◆ Set task ◆
Copy out the lines beginning with the one that contains "Can you help me out? I need the dry" and ending after the one that contains "42;216;153;267".

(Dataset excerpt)

----------------------------------------

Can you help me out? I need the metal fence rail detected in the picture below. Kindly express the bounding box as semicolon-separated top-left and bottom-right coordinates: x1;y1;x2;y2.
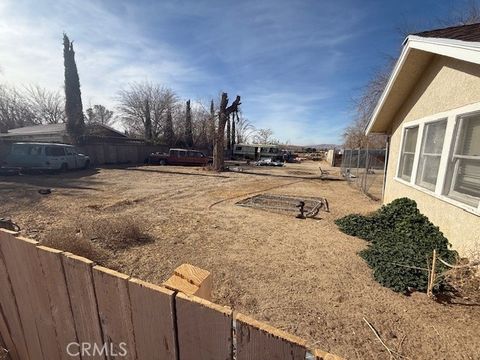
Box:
341;149;386;200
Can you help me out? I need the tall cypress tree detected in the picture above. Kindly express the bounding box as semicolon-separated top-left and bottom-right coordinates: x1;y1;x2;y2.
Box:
209;99;215;150
63;34;85;142
163;109;175;146
185;100;193;147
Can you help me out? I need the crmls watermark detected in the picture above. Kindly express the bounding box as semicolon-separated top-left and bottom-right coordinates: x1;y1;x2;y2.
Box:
66;342;128;358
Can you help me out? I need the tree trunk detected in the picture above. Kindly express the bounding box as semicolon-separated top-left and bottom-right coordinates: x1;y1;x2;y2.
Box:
227;116;232;150
145;99;152;142
231;112;238;149
213;93;241;171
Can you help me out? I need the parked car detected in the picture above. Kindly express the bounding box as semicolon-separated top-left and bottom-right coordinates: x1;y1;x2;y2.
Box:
5;143;90;171
255;158;284;166
147;149;212;166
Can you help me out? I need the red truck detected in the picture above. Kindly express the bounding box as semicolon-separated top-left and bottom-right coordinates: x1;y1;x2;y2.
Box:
147;149;212;166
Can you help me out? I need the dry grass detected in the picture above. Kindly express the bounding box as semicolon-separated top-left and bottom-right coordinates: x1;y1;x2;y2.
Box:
0;162;480;360
42;216;153;267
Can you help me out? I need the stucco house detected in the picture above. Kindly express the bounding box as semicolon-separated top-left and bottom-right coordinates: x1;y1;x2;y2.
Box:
366;24;480;255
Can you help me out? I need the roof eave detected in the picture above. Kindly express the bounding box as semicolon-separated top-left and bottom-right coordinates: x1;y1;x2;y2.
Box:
365;35;480;135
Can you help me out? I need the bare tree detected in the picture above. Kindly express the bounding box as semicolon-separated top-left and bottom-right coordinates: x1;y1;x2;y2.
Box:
86;105;114;126
253;129;278;144
117;82;178;141
235;116;256;144
213;93;241;171
208;99;215;150
25;85;66;124
163;108;175;146
226;113;235;150
0;85;40;132
185;100;193;148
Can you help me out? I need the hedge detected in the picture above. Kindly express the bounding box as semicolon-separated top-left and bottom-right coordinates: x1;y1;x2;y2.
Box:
335;198;458;292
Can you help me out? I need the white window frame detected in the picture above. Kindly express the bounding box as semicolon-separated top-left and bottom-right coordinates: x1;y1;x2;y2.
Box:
394;103;480;216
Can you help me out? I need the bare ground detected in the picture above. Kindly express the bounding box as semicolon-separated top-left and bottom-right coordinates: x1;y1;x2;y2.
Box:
0;162;480;359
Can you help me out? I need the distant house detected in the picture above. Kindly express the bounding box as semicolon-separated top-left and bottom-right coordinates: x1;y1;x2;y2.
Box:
0;123;129;144
366;24;480;254
233;144;281;160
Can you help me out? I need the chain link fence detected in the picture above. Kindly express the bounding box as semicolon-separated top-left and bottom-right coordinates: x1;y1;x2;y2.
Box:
341;149;386;200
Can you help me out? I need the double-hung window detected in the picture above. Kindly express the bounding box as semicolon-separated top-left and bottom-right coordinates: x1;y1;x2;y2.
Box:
396;103;480;215
415;119;447;191
398;126;418;181
444;113;480;207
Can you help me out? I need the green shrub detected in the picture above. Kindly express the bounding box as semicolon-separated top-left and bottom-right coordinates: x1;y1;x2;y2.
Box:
335;198;457;292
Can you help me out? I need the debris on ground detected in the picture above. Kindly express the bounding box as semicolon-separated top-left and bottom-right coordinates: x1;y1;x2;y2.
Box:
237;194;330;219
0;218;20;232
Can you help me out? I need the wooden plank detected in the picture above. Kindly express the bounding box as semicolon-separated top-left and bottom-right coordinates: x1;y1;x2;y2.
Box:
0;230;29;360
62;253;105;359
312;349;344;360
0;234;60;359
93;266;137;359
37;246;80;360
128;279;177;360
235;313;307;360
174;264;213;301
0;309;15;360
162;275;199;295
175;293;233;360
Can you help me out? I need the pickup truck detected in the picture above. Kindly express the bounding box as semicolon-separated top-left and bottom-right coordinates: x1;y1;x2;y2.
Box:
147;149;212;166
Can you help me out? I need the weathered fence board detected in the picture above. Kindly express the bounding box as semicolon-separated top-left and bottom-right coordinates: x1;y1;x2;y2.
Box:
0;229;340;360
93;266;136;360
128;279;176;360
0;309;15;360
235;314;307;360
62;254;105;359
175;293;233;360
0;232;60;359
0;231;29;360
37;246;80;359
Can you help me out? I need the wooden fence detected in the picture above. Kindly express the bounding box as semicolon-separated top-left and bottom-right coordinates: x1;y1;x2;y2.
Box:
0;229;339;360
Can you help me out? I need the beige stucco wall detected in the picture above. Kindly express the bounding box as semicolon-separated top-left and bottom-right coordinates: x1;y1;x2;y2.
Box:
384;56;480;255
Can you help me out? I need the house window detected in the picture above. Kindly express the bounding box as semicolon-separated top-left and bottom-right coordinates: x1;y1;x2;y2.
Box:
445;113;480;208
398;126;418;181
416;119;447;191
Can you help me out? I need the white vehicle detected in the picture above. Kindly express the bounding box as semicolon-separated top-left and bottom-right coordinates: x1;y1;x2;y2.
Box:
6;143;90;171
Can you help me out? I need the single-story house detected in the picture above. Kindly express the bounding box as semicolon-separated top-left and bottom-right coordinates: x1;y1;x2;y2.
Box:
0;123;129;144
366;24;480;255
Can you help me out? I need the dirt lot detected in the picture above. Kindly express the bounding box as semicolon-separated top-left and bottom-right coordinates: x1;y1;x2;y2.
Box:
0;162;480;359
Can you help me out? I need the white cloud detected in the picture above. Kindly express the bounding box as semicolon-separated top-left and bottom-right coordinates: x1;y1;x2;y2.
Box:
0;0;210;106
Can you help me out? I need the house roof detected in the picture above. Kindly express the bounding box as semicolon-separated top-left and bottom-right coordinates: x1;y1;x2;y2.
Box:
413;23;480;42
0;123;67;136
365;24;480;134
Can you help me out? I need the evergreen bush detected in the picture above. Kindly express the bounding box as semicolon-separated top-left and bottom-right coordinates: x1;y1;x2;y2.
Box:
335;198;457;292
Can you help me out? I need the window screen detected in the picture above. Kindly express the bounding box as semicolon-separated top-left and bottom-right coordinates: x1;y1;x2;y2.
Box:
398;126;418;181
446;113;480;207
416;120;447;191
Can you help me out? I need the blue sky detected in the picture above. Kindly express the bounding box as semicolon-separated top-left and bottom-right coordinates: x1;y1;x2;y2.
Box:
0;0;467;145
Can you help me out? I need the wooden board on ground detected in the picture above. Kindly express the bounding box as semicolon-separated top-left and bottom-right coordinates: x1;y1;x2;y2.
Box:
312;349;344;360
163;264;212;301
62;253;105;359
128;279;177;360
0;234;60;359
175;293;232;360
93;266;137;359
0;311;15;360
37;246;80;360
235;314;307;360
0;230;28;360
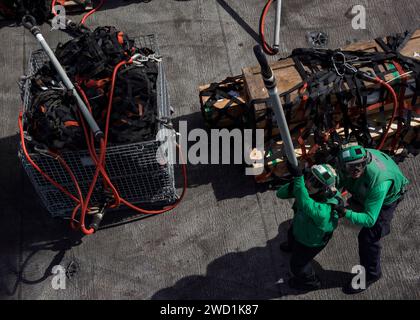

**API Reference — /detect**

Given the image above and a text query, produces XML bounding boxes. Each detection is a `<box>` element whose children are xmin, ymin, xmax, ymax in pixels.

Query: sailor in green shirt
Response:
<box><xmin>277</xmin><ymin>165</ymin><xmax>343</xmax><ymax>291</ymax></box>
<box><xmin>337</xmin><ymin>146</ymin><xmax>409</xmax><ymax>294</ymax></box>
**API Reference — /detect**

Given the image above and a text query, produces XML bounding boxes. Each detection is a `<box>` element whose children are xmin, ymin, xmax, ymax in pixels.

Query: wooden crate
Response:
<box><xmin>243</xmin><ymin>30</ymin><xmax>420</xmax><ymax>182</ymax></box>
<box><xmin>243</xmin><ymin>30</ymin><xmax>420</xmax><ymax>139</ymax></box>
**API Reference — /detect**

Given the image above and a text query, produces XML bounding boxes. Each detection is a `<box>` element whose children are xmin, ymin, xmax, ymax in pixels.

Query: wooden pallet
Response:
<box><xmin>243</xmin><ymin>30</ymin><xmax>420</xmax><ymax>118</ymax></box>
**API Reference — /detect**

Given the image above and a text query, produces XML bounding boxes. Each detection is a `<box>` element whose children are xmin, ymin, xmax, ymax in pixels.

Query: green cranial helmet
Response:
<box><xmin>311</xmin><ymin>164</ymin><xmax>337</xmax><ymax>189</ymax></box>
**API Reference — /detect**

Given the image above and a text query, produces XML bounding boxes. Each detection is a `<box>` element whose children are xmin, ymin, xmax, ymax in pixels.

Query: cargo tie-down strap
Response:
<box><xmin>200</xmin><ymin>76</ymin><xmax>250</xmax><ymax>128</ymax></box>
<box><xmin>252</xmin><ymin>32</ymin><xmax>420</xmax><ymax>162</ymax></box>
<box><xmin>19</xmin><ymin>18</ymin><xmax>187</xmax><ymax>234</ymax></box>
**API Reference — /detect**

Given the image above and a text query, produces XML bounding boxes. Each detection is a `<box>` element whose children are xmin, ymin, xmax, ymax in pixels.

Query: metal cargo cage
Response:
<box><xmin>19</xmin><ymin>35</ymin><xmax>178</xmax><ymax>218</ymax></box>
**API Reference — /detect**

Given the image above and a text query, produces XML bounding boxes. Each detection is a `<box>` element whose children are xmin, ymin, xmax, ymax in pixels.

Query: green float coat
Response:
<box><xmin>277</xmin><ymin>176</ymin><xmax>340</xmax><ymax>247</ymax></box>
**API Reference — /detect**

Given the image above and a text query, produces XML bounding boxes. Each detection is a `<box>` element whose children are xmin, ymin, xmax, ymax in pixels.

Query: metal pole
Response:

----------------------------------------

◆ Problem solution ◆
Can you help me out? I need the dry grass detected in the picture above. Kindly express the bounding box as semicolon-separated top-left and bottom-right coordinates: x1;y1;x2;y2.
Box:
0;162;480;360
42;216;153;267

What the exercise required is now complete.